# Задание A:
Найдите в записях ниже каждую строку, где встречается слово «construction», и перепишите эти строки целиком.
### Исходный текст ###
Немур не просто в моде, он законодатель моды. Молодые люди копируют его манеры. Согласно инвентаризации, проведенной в 1549 году (ему в это время восемнадцать лет), у него пышный гардероб: расшитые золотом панталоны и камзолы, вышитые воротники рубашек, обувь из ярко-красного атласа, из шитых золотом и серебром тканей, из вышитого бархата, ножны для шпаги под цвет одежды. Было также много маскарадных костюмов и бархатных масок. В более поздней описи указывается целый набор шпаг, кинжалов, кортиков и сабель. Этот красавец любит оружие, роскошь и красоту, в особенности женскую. Брантом приписывает ему успехи на поприще соблазнения женщин в той же мере, что и успехи в ратном деле: «Я слышал его рассказы о любовных приключениях: он говорил, что лучшее средство добиться любовных побед – это смелость, и кто будет смел, тот обязательно возьмет любую крепость, и что таким образом он завоевал множество женских сердец, с полсилы, играючи». И добавлял, что эти дамы уходили с вечерней службы в церкви, лишь бы увидеть, как он играет в мяч!
Есть ли у него сердце? Брантом высказывается в духе своей эпохи: женщина – это крепость, которую надо взять. Галантные отношения формируют мужчину, который умеет воспользоваться случаем и завоевать сердце как публичной девки, так и аристократки; клятвы верности даются скорее в романах, нежели в реальной жизни, и новизна – часть получаемого удовольствия. Что же до брака, то это прежде всего сделка между двумя семьями, в которой учитываются положение в обществе, престиж, состояние и политические интересы; жизнь пары может сложиться гармонично, если супруги подходят друг другу, но никому и в голову не придет требовать любви.
Что же до Франсуазы, то она входит в «летучий эскадрон» королевы – кортеж из родовитых красавиц, очарование которых притягивает к королевской чете важных политических деятелей. Она выросла в мрачном замке Плесси-ле-Тур вместе со своей кузиной Жанной д’Альбре и, как и вся семья, исповедовала кальвинизм. В возрасте семнадцати лет она была помолвлена со своим кузеном Луи де Роганом, но помолвку расторгли из‐за неясного будущего. После этого мать Франсуазы Изабелла д’Альбре отправила дочь ко двору Екатерины Медичи. За ней приглядывала мадам де Коссе, добродетельная вдова. Франсуаза сближается с Жанной Савойской, сестрой Жака де Немура. Из-за постоянных переездов королевского двора Франсуаза и Жанна часто живут в одних апартаментах. Таким образом, у молодых людей существует масса возможностей для встреч. В январе 1555 года Жанна выходит замуж за графа де Водемона, но замужество не помешало ее дружбе с Франсуазой.
### Предоставленные записи ###
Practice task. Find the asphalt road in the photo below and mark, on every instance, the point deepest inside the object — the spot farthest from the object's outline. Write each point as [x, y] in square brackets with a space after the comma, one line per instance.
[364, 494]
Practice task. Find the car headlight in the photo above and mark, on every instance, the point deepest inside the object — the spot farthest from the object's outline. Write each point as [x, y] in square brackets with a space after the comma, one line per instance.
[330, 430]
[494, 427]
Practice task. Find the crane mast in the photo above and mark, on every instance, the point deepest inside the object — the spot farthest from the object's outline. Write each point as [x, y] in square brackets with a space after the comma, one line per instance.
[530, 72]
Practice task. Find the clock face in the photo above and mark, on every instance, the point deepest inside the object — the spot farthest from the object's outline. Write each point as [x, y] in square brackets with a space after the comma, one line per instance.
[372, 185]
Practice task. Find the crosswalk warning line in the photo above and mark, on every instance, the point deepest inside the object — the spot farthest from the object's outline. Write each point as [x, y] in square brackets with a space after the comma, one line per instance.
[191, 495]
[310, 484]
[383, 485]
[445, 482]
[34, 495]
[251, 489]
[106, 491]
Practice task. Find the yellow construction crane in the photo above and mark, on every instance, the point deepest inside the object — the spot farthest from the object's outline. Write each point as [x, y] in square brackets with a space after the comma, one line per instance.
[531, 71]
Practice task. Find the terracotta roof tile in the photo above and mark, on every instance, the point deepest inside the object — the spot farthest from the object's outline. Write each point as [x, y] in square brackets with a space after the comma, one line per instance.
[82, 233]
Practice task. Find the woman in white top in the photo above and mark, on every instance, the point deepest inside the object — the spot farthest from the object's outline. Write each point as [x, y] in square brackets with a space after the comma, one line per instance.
###
### Предоставленные записи ###
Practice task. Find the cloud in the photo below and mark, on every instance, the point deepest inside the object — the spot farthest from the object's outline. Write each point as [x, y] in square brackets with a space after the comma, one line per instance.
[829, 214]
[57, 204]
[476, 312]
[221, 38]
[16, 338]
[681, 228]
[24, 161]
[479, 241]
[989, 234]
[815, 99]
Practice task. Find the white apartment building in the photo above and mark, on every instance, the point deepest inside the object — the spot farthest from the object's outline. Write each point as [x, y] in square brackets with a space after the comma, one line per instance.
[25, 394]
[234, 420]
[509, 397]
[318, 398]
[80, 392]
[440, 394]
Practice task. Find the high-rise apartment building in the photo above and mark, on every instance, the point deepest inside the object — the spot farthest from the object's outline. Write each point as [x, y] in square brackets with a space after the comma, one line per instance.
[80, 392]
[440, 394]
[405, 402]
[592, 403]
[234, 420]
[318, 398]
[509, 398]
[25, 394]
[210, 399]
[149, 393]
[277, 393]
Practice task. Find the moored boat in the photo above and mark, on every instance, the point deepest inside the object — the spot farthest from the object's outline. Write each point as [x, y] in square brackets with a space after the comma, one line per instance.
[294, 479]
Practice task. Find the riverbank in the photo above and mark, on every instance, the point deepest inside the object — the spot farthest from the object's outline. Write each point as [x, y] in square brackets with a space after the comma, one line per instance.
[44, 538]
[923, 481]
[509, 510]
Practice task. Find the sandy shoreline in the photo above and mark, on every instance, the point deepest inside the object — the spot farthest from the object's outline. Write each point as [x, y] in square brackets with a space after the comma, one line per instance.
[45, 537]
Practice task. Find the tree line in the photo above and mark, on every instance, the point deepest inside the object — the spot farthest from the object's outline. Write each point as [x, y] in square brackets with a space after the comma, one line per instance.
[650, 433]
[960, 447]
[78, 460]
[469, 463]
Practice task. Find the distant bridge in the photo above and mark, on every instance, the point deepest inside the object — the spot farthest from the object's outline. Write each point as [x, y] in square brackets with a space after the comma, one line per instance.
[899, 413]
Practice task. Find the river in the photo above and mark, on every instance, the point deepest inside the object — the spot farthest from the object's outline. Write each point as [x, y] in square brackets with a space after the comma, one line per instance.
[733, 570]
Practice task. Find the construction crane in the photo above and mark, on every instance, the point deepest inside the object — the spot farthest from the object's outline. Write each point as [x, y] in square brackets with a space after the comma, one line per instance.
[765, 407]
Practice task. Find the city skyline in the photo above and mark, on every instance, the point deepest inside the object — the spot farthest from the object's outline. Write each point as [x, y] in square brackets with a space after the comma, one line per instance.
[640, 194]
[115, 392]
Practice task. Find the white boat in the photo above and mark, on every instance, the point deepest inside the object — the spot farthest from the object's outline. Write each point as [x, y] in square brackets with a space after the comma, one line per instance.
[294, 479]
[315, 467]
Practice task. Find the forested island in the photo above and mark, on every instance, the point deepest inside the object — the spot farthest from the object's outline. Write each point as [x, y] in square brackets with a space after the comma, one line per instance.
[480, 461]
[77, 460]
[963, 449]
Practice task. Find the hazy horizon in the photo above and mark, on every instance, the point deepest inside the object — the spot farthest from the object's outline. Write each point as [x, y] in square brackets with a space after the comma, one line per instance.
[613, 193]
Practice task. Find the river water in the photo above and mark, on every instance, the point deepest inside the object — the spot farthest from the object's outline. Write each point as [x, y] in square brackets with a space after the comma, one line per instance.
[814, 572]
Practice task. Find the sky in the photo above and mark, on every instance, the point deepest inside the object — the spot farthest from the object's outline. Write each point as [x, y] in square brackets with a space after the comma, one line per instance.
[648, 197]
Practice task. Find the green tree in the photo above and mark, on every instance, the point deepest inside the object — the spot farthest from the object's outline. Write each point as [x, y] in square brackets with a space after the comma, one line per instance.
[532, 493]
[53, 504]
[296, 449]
###
# Задание B:
Напишите, что следует дальше в тексте о Жаке де Немуре и Франсуазе, начиная сразу после его последнего предложения.

# Ответ A:
Practice task. Find the yellow construction crane in the photo above and mark, on every instance, the point deepest inside the object — the spot farthest from the object's outline. Write each point as [x, y] in square brackets with a space after the comma, one line per instance.
Practice task. Find the construction crane in the photo above and mark, on every instance, the point deepest inside the object — the spot farthest from the object's outline. Write each point as [x, y] in square brackets with a space after the comma, one line per instance.

# Ответ B:
Франсуаза – девушка сдержанная и серьезная. Эти качества при фривольном дворе ценятся и даже возбуждают. Мадам де Коссе, убежденной в разумности подопечной, не за что порицать эту изысканную дружбу. Каждому заметно, что Немур, играя в мяч, несколько сбавляет темп, когда Франсуаза появляется у окна галереи. Он любит беседовать с девушкой; во время охоты на оленя их лошади скачут бок о бок; он даже получает разрешение посетить ее накануне отъезда в Пьемонт, где идет война; покидая комнату красавицы, он задерживается и избегает встречи со стражей. О чем он говорил ей? Его речи достаточно нежны и убедительны, чтобы Франсуаза поверила, что между ними существует привязанность; она получила в подарок зеркало из горного хрусталя, скрепившее их союз.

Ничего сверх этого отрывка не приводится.